(EXERCISE DETAILS): Render every line of the items below as a JSON list of strings, one string per line, with blank lines omitted. Leave the pictures out.

(EXTRACTED DATA):
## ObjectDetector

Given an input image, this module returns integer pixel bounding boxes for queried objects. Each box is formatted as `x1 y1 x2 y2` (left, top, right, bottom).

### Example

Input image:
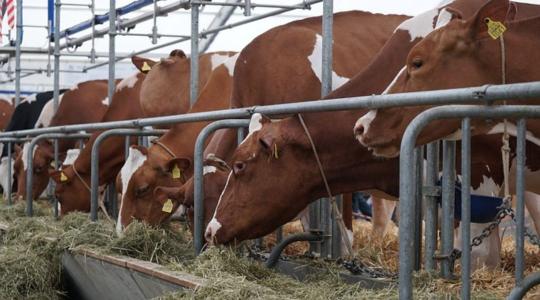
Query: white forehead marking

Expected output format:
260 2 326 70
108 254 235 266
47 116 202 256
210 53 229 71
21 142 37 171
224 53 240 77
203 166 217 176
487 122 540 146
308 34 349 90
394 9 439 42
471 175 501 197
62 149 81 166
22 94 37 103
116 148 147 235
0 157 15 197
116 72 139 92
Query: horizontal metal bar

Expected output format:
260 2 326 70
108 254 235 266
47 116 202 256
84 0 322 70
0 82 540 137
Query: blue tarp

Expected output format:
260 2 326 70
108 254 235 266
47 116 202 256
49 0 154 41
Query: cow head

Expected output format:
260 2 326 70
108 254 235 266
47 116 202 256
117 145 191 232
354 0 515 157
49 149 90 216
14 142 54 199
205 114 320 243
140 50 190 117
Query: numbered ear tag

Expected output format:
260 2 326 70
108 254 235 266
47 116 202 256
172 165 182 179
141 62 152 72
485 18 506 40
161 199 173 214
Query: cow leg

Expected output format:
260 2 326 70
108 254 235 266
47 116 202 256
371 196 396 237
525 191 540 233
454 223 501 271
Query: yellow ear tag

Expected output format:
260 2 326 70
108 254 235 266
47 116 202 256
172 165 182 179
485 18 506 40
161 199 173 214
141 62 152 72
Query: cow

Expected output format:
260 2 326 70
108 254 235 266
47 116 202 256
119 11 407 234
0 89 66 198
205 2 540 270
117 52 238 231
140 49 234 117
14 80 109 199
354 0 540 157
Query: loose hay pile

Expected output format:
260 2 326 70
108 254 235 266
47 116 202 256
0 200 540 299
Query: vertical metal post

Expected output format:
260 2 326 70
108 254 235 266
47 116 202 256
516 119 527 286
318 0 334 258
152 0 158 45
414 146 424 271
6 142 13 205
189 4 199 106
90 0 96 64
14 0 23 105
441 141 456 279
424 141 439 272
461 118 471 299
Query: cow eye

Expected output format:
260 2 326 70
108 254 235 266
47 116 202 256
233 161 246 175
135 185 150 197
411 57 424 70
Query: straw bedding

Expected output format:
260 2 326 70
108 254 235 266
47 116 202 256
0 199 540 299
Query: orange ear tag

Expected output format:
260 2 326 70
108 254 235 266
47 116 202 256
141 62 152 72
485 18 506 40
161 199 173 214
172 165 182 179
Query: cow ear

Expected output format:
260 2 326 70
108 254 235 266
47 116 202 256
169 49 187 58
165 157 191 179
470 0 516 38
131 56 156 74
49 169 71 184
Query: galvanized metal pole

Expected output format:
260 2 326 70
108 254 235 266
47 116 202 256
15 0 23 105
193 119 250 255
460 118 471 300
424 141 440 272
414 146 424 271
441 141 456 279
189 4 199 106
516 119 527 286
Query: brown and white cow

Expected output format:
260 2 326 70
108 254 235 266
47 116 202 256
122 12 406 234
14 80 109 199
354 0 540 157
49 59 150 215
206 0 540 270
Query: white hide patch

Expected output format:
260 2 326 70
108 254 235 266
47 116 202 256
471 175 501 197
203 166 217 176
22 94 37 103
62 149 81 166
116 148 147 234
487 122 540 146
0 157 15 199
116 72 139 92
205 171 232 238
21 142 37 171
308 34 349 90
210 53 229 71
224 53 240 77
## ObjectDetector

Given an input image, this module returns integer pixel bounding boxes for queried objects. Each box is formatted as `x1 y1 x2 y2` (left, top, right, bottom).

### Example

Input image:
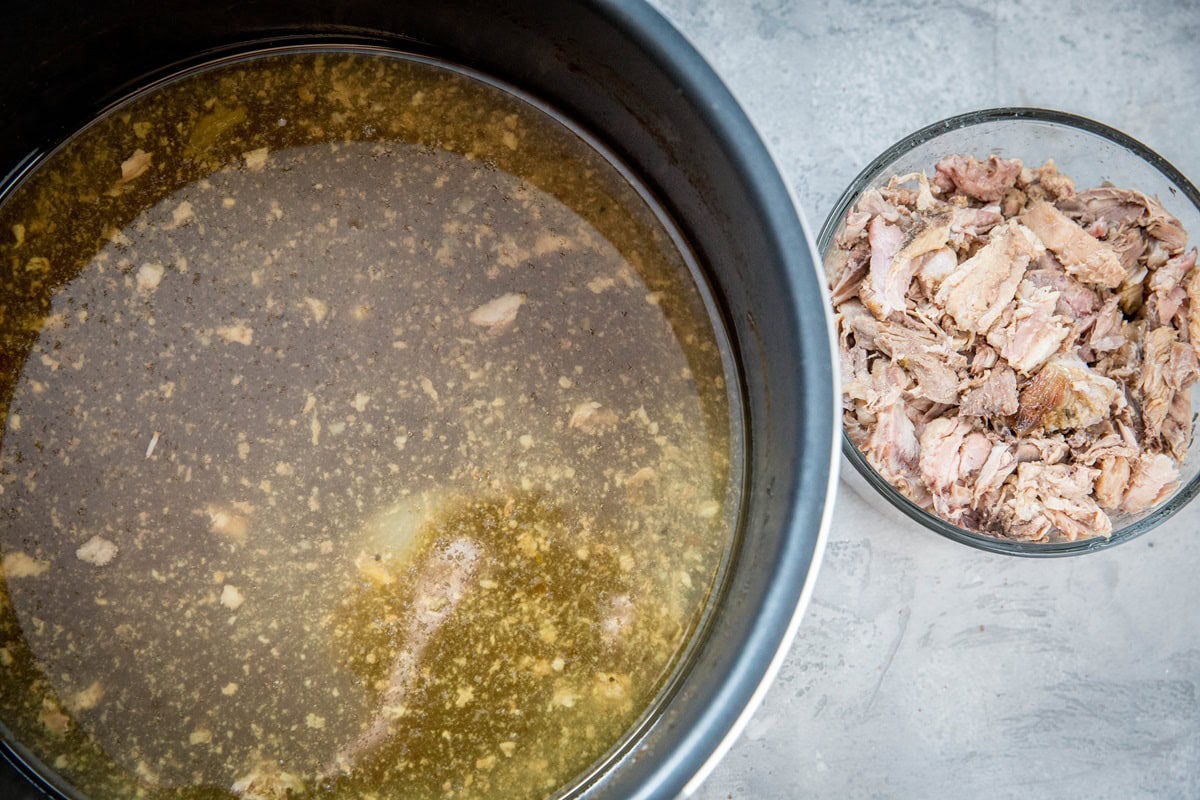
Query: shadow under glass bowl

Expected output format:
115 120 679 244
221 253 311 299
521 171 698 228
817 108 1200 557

(RESPONSE TO THIS TASK):
[
  "## ObjectDetector",
  "Given an input image, this module returns integer pixel bounding boxes for queried objects. Each box is formatted as `x1 y1 x2 y2` (left, top, right, bottom).",
  "### Example",
  "Input image:",
  "Query: white forehead marking",
  "Expected output format:",
  "260 2 326 70",
  "108 254 235 266",
  "47 116 202 256",
  "210 53 229 71",
  "21 142 37 171",
  "224 53 240 77",
  "203 166 217 176",
  "487 122 540 146",
  "308 34 349 90",
  "394 9 439 42",
  "471 175 501 197",
  "62 149 81 166",
  "22 94 37 103",
  "116 148 147 235",
  "0 157 15 197",
  "116 72 139 92",
  "Query: horizontal metal bar",
  "Expected output format:",
  "260 2 326 70",
  "108 254 235 266",
  "47 116 202 256",
  "84 0 322 70",
  "0 82 540 137",
  "Query: blue tarp",
  "Expected output format:",
  "260 2 326 70",
  "108 254 235 266",
  "47 116 202 256",
  "49 0 154 41",
  "Query: cow head",
  "Expected output format:",
  "260 2 326 70",
  "108 254 235 266",
  "47 116 202 256",
  "117 145 191 232",
  "354 0 515 157",
  "49 149 90 216",
  "14 142 54 199",
  "205 114 320 243",
  "140 50 190 117",
  "Query: numbered ear tag",
  "Expected output format:",
  "260 2 326 70",
  "108 254 235 266",
  "47 116 202 256",
  "172 165 182 179",
  "141 62 152 72",
  "485 18 506 40",
  "161 199 173 214",
  "Query: cow leg",
  "Expected output format:",
  "260 2 326 70",
  "108 254 235 266",
  "47 116 202 256",
  "371 196 396 237",
  "525 191 540 233",
  "454 223 501 271",
  "Query: yellow ear tag",
  "Expected output format:",
  "260 2 326 70",
  "108 254 235 266",
  "47 116 202 256",
  "172 165 182 179",
  "485 18 506 40",
  "161 199 173 214",
  "141 62 152 72",
  "Query: cow",
  "Expected output format:",
  "260 2 326 70",
  "108 254 235 266",
  "47 116 202 256",
  "119 11 407 234",
  "0 89 66 198",
  "205 2 540 270",
  "117 52 238 231",
  "140 49 234 117",
  "14 80 109 199",
  "354 0 540 157",
  "Query: loose hay pile",
  "Expected output format:",
  "260 2 326 70",
  "108 254 235 266",
  "47 116 202 256",
  "0 200 540 299",
  "Query: vertical metal post",
  "Expected output format:",
  "260 2 326 70",
  "108 254 235 266",
  "47 116 202 256",
  "516 119 527 286",
  "318 0 334 258",
  "152 0 158 45",
  "414 146 424 271",
  "6 142 13 205",
  "189 4 199 106",
  "90 0 96 64",
  "14 0 23 105",
  "441 141 456 279",
  "424 141 439 272",
  "461 118 471 299",
  "Query: cow eye",
  "Expected output format:",
  "260 2 326 70",
  "108 254 235 266",
  "47 116 202 256",
  "233 161 246 175",
  "135 185 150 197",
  "411 57 424 70",
  "Query: straw bedding",
  "Expected output format:",
  "260 2 326 70",
  "108 254 235 266",
  "47 116 202 256",
  "0 199 540 299",
  "Query: orange ear tag",
  "Expected output format:",
  "260 2 326 70",
  "108 254 235 266",
  "47 116 202 256",
  "141 62 152 72",
  "485 18 506 40",
  "161 199 173 214",
  "172 165 182 179",
  "Query: cow ear",
  "Expected output format:",
  "260 2 326 70",
  "108 254 235 266",
  "47 116 202 256",
  "169 49 187 58",
  "165 157 191 179",
  "470 0 516 38",
  "131 56 156 74",
  "49 169 71 184",
  "Query: galvanized metal pole",
  "Expected output format:",
  "260 2 326 70",
  "108 254 235 266",
  "47 116 202 256",
  "15 0 23 105",
  "193 119 250 255",
  "460 118 471 300",
  "424 141 440 272",
  "414 146 424 271",
  "441 141 456 279",
  "189 4 199 106",
  "516 119 527 286",
  "Query: brown and white cow",
  "Expected output format:",
  "260 2 326 70",
  "108 254 235 266",
  "47 116 202 256",
  "122 12 406 234",
  "14 80 109 199",
  "354 0 540 157",
  "49 59 150 215",
  "206 0 540 270",
  "Query: white hide patch",
  "Expected output format:",
  "260 2 326 70",
  "108 254 235 266",
  "47 116 202 256",
  "471 175 501 197",
  "203 166 217 176",
  "22 94 37 103",
  "62 149 81 166",
  "116 148 147 234",
  "487 122 540 146",
  "0 157 15 199",
  "116 72 139 92",
  "205 171 232 238",
  "21 142 37 171",
  "308 34 349 90",
  "210 53 229 71",
  "224 53 240 77",
  "## ObjectDetector",
  "Given an input image, this module returns integer pixel bounding boxes for queried objects. Each box is formatted as `x1 y1 x2 y2` (left, top, right, bottom).",
  "### Example",
  "Input image:",
  "Query: shadow under glass bowl",
  "Expected output format:",
  "115 120 679 244",
  "221 253 311 299",
  "521 171 698 228",
  "817 108 1200 557"
]